**TEXT**:
----

There is an essential need to improve the quality of Vietnamese rice products. However, the rice industry should strive to satisfy market demand instead of just focusing on what it wants to do.
The Ministry of Agriculture and Rural Development has sought feedback from the Mekong Delta authorities on a sustainable development project to zone one million hectares for high-quality rice cultivation in this region.
It is considered an important project to help improve the rice quality and value in the Mekong Delta region and Vietnam. The Mekong Delta people have used most of their land to grow high-quality, fragrant and specialty rice. As a result, the areas for medium- and low-grade rice farming are still relatively small.
Low- and medium-grade rice areas below 10%
The Mekong Delta region boasted a total rice cultivation area of nearly 3.89 million hectares in 2021, amounting to 54% of the country’s total figure (7.24 million hectares). Among those, some 1.52 million hectares of cultivation land were for the winter-spring rice crop, while 1.53 million hectares were for the summer-autumn crop. The autumn-winter crop accounted for around 700,000 hectares, and the rest was for seasonal rice crops.

----

Copy the passage on Mekong Delta rice word for word from "The Ministry of" to "in this region.". The listing after this passage on Mekong Delta rice is separate material.

**INFORMATION SHOWN**:

----

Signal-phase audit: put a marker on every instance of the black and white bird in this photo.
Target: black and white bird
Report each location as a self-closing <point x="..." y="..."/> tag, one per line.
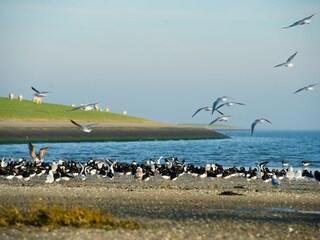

----

**RESULT**:
The Ministry of Agriculture and Rural Development has sought feedback from the Mekong Delta authorities on a sustainable development project to zone one million hectares for high-quality rice cultivation in this region.